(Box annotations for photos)
- - - - -
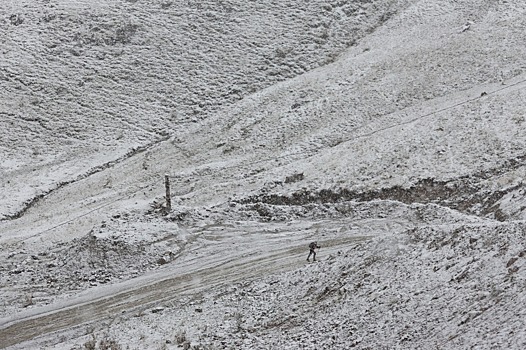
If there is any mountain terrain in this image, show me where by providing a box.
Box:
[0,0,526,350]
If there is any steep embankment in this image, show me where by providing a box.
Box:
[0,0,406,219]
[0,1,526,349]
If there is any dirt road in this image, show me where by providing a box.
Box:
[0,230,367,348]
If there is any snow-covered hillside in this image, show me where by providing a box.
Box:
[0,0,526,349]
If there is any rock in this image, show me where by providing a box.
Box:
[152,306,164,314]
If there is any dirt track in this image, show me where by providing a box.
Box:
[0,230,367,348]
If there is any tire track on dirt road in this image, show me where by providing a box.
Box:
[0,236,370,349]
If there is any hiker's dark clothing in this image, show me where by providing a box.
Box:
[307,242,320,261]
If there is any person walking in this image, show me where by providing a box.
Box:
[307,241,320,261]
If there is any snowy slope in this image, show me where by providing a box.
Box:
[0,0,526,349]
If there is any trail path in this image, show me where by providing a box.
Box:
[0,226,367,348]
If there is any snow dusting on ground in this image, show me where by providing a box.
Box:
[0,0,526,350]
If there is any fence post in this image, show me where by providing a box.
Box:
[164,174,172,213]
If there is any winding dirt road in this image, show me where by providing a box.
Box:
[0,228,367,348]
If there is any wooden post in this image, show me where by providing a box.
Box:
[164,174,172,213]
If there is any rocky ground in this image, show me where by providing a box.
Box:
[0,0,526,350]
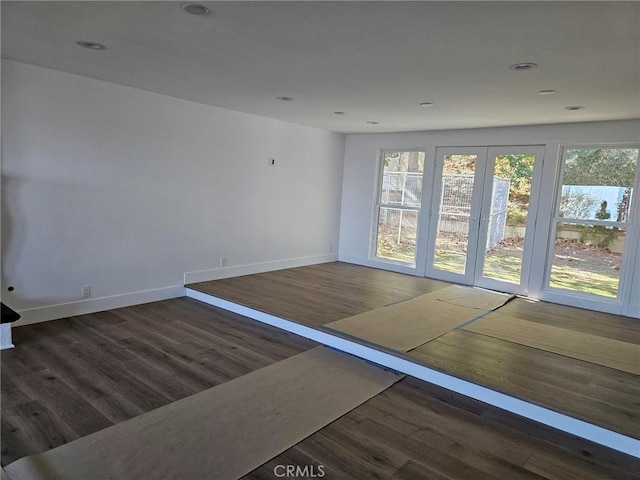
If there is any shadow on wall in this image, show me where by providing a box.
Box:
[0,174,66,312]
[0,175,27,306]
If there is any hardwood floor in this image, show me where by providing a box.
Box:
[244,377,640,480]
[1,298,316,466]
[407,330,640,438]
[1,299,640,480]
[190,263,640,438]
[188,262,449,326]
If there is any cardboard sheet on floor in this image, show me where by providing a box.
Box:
- - - - -
**Given request**
Rewrite the items above with every "dirt road" changed to "gravel road" and nothing else altered, leaving out the picture lines.

**Task answer**
If there is any mountain terrain in this image, show me where by providing a box.
Box:
[0,0,526,350]
If there is any steep embankment in this image, show me where by providing a box.
Box:
[0,0,406,219]
[0,1,526,349]
If there is any gravel road in this image, show me where by providing a box.
Box:
[0,230,367,348]
If there is any snow-covered hillside in this image, show me where by providing a box.
Box:
[0,0,526,349]
If there is any rock in this image, show me where by providing a box.
Box:
[152,306,164,314]
If there is any dirt track in this image, show me where by providing a box.
Box:
[0,230,367,348]
If there is any tire track on gravel road in this image, show me where by providing a box.
Box:
[0,236,370,349]
If there is any hiker's dark clothing in this image, show me where by providing a box.
Box:
[307,242,320,261]
If there is any person walking in this image, show me where by providing a box.
Box:
[307,241,320,261]
If there is any snowy slope in this image, show me where by providing a box.
Box:
[0,0,526,349]
If there is any trail path in this image, show me where by providing a box.
Box:
[0,226,367,348]
If there is any snow dusting on ground in this image, show me where by providing a box.
Box:
[0,0,526,350]
If there is any fence post in this image, show me where by providing a box.
Box:
[164,174,172,213]
If there is any winding gravel road in this image, show me where by providing a box.
Box:
[0,228,367,348]
If there is any wooden post in this image, show me where by providing a box.
Box:
[164,174,172,213]
If there is any rocky ground in this image, show me where by providing a box.
Box:
[0,0,526,350]
If there is any shadow on wall in this image, show me where by providing a box.
Box:
[0,174,66,312]
[0,175,27,306]
If there is any hardwood floor in this image, show me where by providing a box.
Box:
[244,377,640,480]
[1,298,316,466]
[407,330,640,438]
[1,299,640,480]
[190,263,640,438]
[188,262,449,326]
If there is any cardboard sheet on floor in this image, show me where by providing a box.
Box:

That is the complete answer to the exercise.